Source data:
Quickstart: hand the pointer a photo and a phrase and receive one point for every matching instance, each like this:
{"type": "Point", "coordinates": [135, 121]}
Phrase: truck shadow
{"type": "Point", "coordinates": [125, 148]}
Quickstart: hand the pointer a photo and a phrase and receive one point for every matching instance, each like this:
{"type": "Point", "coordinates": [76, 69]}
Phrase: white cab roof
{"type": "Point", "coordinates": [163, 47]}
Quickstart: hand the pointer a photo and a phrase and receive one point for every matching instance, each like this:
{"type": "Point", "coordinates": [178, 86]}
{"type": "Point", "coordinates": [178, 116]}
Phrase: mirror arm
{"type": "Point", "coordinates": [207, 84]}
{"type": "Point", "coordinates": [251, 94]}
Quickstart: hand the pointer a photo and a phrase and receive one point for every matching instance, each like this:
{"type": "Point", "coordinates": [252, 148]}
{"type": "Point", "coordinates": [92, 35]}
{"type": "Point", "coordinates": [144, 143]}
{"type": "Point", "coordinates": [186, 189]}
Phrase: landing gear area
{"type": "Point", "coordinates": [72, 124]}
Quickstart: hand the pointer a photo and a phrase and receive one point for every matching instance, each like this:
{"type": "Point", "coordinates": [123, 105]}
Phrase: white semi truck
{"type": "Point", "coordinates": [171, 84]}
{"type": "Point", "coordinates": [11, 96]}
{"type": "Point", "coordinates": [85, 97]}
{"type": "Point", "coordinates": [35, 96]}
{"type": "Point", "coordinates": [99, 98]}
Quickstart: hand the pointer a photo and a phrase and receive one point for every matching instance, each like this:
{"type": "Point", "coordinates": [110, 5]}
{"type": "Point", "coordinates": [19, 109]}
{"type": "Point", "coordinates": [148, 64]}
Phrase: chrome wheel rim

WORK REQUIRED: The records shown earlier should all be returned verbatim.

SOLUTION FOR THIS TASK:
Quickstart: hand the pointer a photo and a phrase and receive one point for every matching instance, each like this:
{"type": "Point", "coordinates": [135, 121]}
Phrase: truck shadow
{"type": "Point", "coordinates": [125, 148]}
Quickstart: hand the pointer a photo and a phrase and receive one point for every matching instance, each like this:
{"type": "Point", "coordinates": [76, 69]}
Phrase: white cab roof
{"type": "Point", "coordinates": [163, 47]}
Quickstart: hand the pointer a photo and a phrase and receive one point for every matching instance, each like this:
{"type": "Point", "coordinates": [178, 86]}
{"type": "Point", "coordinates": [178, 116]}
Phrase: mirror arm
{"type": "Point", "coordinates": [207, 84]}
{"type": "Point", "coordinates": [251, 94]}
Quickstart: hand the pointer a photo and a phrase and receive one point for every matching instance, each like this:
{"type": "Point", "coordinates": [252, 148]}
{"type": "Point", "coordinates": [92, 35]}
{"type": "Point", "coordinates": [144, 143]}
{"type": "Point", "coordinates": [186, 189]}
Phrase: landing gear area
{"type": "Point", "coordinates": [72, 124]}
Quickstart: hand the pointer a photo and a phrase and receive one point for every matching instance, each like this:
{"type": "Point", "coordinates": [123, 105]}
Phrase: white semi truck
{"type": "Point", "coordinates": [171, 84]}
{"type": "Point", "coordinates": [11, 96]}
{"type": "Point", "coordinates": [85, 97]}
{"type": "Point", "coordinates": [35, 96]}
{"type": "Point", "coordinates": [99, 98]}
Quickstart: hand the pointer a photo and a phrase and receive one point for every matching instance, each like this:
{"type": "Point", "coordinates": [110, 5]}
{"type": "Point", "coordinates": [19, 109]}
{"type": "Point", "coordinates": [148, 64]}
Phrase: chrome wheel rim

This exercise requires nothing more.